**EXTRACTED ENTRIES**.

◇ ◇ ◇

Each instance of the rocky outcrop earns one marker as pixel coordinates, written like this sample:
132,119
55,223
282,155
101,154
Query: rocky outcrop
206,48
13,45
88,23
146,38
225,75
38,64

◇ ◇ ◇

**TO DO**.
Please format each line of the entries above as a JSON list of strings, one string per line, leaving out any blank lines.

**PROBLEM SOLUTION**.
[
  "Each instance of the rocky outcrop earns one marker as pixel coordinates, written like this sample:",
  "132,119",
  "55,223",
  "282,155",
  "101,154",
  "Query: rocky outcrop",
  "206,48",
  "13,45",
  "88,23",
  "146,38",
  "225,75",
  "38,64"
]